* _Exercise goal_
What follows is a set of records, each of which is to be written out exactly.

* _Exercise data_
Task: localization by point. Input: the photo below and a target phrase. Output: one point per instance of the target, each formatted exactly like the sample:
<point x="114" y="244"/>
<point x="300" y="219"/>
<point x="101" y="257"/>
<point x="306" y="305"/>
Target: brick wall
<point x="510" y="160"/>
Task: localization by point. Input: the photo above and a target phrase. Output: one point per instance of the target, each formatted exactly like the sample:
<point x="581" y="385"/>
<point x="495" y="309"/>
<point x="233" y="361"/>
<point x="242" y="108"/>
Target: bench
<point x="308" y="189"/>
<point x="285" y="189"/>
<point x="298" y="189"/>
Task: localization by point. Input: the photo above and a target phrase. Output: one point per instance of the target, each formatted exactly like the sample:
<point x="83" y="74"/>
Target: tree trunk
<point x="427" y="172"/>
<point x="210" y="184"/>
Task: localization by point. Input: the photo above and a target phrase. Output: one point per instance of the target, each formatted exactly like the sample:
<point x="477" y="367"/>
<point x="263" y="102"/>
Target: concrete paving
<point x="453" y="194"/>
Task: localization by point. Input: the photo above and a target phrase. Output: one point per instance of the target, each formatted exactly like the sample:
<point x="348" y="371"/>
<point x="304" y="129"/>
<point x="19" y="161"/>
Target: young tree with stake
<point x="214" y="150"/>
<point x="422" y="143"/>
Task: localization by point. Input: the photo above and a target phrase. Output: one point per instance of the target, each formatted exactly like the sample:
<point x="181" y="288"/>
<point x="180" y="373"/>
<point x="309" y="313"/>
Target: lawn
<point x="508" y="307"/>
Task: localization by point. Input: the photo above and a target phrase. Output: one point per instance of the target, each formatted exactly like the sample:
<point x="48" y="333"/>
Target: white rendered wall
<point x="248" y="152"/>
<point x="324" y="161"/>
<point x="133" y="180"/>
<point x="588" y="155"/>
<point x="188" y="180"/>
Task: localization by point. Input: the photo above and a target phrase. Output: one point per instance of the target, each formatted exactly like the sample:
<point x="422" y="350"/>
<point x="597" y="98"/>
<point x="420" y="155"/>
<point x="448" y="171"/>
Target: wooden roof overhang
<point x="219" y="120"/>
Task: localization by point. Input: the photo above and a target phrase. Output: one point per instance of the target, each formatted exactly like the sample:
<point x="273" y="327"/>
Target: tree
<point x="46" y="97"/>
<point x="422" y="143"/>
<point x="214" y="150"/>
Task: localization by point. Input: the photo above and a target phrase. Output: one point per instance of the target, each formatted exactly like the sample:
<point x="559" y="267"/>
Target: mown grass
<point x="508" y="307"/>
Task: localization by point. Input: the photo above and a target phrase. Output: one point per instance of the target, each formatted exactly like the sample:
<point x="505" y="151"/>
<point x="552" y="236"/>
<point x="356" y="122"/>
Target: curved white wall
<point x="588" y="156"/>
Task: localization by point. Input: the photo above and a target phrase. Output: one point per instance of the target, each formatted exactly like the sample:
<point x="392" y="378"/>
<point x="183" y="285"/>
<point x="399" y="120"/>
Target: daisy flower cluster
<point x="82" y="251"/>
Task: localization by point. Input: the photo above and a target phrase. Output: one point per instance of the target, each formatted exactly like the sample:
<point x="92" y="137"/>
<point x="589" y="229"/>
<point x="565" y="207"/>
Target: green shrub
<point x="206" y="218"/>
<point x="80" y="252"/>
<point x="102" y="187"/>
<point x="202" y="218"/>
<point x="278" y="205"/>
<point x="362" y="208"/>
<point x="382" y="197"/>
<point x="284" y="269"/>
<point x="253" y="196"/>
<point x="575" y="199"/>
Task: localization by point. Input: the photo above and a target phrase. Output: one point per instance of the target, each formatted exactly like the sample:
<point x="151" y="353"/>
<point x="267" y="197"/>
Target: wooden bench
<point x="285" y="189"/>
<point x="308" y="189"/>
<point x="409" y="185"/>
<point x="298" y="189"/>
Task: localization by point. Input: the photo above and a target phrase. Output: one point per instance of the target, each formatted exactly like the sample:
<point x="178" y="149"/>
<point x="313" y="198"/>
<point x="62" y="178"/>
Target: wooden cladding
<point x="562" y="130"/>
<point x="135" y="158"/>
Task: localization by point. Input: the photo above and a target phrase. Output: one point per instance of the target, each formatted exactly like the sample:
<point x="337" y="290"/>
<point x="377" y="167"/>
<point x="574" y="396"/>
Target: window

* _Worked answer_
Task: localization by point. Input: the photo below and a target phrase. Output: one point per instance of the target, each formatted exactly like the sample:
<point x="114" y="244"/>
<point x="300" y="219"/>
<point x="101" y="257"/>
<point x="306" y="305"/>
Target: brick wall
<point x="510" y="160"/>
Task: localization by point. Input: the photo above and a target phrase. Output: one point per instance of the target, each formatted exactly like the sample:
<point x="581" y="385"/>
<point x="495" y="309"/>
<point x="233" y="361"/>
<point x="242" y="108"/>
Target: bench
<point x="308" y="189"/>
<point x="285" y="189"/>
<point x="298" y="189"/>
Task: localization by point. Input: the photo above and a target phrase. Output: one point per instance of the target, each formatted exactly like the sample:
<point x="83" y="74"/>
Target: tree trunk
<point x="427" y="172"/>
<point x="210" y="184"/>
Task: localization by point. Input: the photo above and a target phrase. Output: one point per instance of the target, each formatted exactly like the sample:
<point x="477" y="367"/>
<point x="263" y="102"/>
Target: concrete paving
<point x="453" y="194"/>
Task: localization by point. Input: the photo above and a target phrase. Output: one point per instance of the target, each formatted exactly like the sample:
<point x="348" y="371"/>
<point x="304" y="129"/>
<point x="19" y="161"/>
Target: young tree with stake
<point x="214" y="150"/>
<point x="422" y="143"/>
Task: localization by point. Input: the photo above and a target phrase. Output: one point per instance of the target, each formatted exactly like the sample:
<point x="181" y="288"/>
<point x="180" y="373"/>
<point x="309" y="313"/>
Target: lawn
<point x="508" y="307"/>
Task: localization by point. Input: the photo above and a target phrase. Output: one point per instance of the target, each formatted exactly like the sample:
<point x="48" y="333"/>
Target: white rendered wall
<point x="248" y="152"/>
<point x="324" y="161"/>
<point x="133" y="180"/>
<point x="588" y="155"/>
<point x="188" y="180"/>
Task: localization by point. Input: the photo above and a target phrase. Output: one point per instance of the target, each formatted exactly like the sample:
<point x="422" y="350"/>
<point x="597" y="98"/>
<point x="420" y="155"/>
<point x="448" y="171"/>
Target: wooden roof overhang
<point x="219" y="120"/>
Task: localization by point. Input: the photo above and a target phrase. Output: one point per instance of the target, each formatted exactly like the sample:
<point x="273" y="327"/>
Target: tree
<point x="46" y="97"/>
<point x="422" y="143"/>
<point x="214" y="150"/>
Task: localization by point. Input: the photo above and a target phrase. Output: one point per instance of the target, each formatted exactly like the sample:
<point x="559" y="267"/>
Target: mown grass
<point x="508" y="307"/>
Task: localization by point. Input: the photo above and a target phrase. Output: one point per instance of the target, each formatted exactly like the sample:
<point x="505" y="151"/>
<point x="552" y="236"/>
<point x="356" y="122"/>
Target: curved white wall
<point x="588" y="156"/>
Task: localization by point. Input: the photo above and a target phrase. Output: one point per instance of the target, each formatted exactly like the sample:
<point x="392" y="378"/>
<point x="183" y="285"/>
<point x="399" y="120"/>
Target: daisy flower cluster
<point x="82" y="251"/>
Task: localization by point. Input: the photo above and a target phrase. Output: one point per instance of the target, each formatted exactly like the sample:
<point x="92" y="137"/>
<point x="589" y="229"/>
<point x="565" y="207"/>
Target: green shrub
<point x="206" y="218"/>
<point x="80" y="252"/>
<point x="102" y="187"/>
<point x="202" y="218"/>
<point x="278" y="205"/>
<point x="362" y="208"/>
<point x="382" y="197"/>
<point x="284" y="269"/>
<point x="253" y="196"/>
<point x="575" y="199"/>
Task: localization by point. Input: the photo above and a target phrase. Output: one point per instance of the target, each formatted exactly like the sample:
<point x="151" y="353"/>
<point x="267" y="197"/>
Target: wooden bench
<point x="285" y="189"/>
<point x="308" y="189"/>
<point x="409" y="185"/>
<point x="298" y="189"/>
Task: localization by point. Input: the photo above and a target phrase. Output: one point per instance of the target, each formatted exactly like the sample:
<point x="178" y="149"/>
<point x="313" y="198"/>
<point x="62" y="178"/>
Target: wooden cladding
<point x="562" y="130"/>
<point x="135" y="158"/>
Task: localization by point. Input: the photo above and a target phrase. Output: one point per instance of the target, each formatted exactly like the sample:
<point x="337" y="290"/>
<point x="377" y="167"/>
<point x="574" y="396"/>
Target: window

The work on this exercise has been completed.